→ Data under study:
※

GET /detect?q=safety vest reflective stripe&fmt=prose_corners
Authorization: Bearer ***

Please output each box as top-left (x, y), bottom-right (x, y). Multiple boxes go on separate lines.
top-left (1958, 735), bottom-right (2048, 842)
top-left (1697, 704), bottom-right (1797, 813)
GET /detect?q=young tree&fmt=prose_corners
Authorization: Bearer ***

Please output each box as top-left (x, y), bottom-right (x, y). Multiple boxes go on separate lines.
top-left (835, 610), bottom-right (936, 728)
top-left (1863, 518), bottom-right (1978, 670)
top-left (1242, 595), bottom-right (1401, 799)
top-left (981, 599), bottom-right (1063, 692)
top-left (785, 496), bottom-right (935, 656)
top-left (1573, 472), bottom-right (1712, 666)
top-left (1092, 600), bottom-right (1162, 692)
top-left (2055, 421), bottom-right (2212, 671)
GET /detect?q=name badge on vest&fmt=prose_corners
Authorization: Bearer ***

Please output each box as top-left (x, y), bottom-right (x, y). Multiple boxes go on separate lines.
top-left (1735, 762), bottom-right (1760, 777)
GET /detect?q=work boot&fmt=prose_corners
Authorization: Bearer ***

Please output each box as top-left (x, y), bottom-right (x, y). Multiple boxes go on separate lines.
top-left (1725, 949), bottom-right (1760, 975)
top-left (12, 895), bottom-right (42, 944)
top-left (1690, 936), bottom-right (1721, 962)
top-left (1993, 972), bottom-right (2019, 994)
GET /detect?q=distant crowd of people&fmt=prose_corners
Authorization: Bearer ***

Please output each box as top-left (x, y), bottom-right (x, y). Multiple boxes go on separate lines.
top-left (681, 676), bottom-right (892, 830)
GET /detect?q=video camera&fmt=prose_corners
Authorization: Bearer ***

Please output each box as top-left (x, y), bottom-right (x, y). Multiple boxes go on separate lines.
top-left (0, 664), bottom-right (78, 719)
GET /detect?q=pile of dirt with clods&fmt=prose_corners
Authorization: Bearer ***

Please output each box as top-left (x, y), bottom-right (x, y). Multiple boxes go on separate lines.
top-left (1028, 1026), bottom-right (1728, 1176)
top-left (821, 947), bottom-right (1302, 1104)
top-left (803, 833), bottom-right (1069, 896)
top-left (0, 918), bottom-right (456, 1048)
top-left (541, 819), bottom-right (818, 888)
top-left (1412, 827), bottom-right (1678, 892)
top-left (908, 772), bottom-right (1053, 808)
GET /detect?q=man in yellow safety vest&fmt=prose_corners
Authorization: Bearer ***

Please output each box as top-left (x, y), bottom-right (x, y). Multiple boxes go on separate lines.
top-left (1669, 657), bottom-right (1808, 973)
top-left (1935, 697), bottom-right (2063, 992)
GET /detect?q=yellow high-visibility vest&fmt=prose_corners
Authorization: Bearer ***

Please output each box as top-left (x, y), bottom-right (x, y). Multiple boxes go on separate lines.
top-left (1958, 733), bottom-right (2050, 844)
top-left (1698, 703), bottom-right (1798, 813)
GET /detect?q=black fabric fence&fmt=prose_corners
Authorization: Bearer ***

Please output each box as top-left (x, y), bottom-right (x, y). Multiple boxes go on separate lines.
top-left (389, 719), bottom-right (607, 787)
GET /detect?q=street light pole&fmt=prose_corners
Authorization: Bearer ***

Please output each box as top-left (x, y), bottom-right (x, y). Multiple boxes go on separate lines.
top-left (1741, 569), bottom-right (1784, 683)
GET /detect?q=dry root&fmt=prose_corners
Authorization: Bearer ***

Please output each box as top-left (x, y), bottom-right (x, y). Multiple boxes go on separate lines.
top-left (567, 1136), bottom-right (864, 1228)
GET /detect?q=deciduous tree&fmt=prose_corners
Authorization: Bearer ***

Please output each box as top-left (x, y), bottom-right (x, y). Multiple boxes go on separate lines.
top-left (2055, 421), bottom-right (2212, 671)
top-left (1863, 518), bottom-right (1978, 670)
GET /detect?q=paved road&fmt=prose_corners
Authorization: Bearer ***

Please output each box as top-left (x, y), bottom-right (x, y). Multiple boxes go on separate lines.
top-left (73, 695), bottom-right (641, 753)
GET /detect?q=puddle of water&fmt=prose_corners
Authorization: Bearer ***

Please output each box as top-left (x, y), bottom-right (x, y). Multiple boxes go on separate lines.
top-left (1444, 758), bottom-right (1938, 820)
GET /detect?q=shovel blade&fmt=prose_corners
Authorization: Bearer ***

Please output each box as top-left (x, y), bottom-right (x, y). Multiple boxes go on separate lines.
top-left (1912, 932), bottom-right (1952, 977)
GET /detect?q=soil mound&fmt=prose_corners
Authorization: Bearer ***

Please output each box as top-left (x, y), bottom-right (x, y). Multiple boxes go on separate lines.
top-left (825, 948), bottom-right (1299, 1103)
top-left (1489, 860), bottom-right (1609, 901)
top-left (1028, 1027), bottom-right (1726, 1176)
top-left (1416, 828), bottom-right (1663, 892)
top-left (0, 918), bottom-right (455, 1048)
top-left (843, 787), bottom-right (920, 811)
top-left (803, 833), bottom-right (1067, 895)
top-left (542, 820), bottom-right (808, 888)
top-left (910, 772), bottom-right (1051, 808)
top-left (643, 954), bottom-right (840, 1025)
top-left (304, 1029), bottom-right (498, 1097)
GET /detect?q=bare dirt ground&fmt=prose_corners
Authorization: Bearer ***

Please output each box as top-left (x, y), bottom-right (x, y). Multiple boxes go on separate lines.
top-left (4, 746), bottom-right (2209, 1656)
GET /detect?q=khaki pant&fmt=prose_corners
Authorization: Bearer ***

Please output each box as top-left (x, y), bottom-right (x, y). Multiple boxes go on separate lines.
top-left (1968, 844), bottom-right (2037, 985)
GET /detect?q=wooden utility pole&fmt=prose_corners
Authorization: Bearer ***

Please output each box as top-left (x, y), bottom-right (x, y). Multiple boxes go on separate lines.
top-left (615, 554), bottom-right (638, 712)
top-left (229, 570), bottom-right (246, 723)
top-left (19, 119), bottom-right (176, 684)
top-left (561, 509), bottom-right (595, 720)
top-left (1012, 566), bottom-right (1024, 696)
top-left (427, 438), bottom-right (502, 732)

※

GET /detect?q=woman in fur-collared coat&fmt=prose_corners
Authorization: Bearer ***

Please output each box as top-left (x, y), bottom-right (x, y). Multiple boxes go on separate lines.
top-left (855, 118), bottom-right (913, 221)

※

→ Requirement:
Throughout the data above, copy all lines where the word "yellow" is found.

→ Solution:
GET /detect?q=man in yellow safety vest&fmt=prose_corners
GET /detect?q=yellow high-visibility vest&fmt=prose_corners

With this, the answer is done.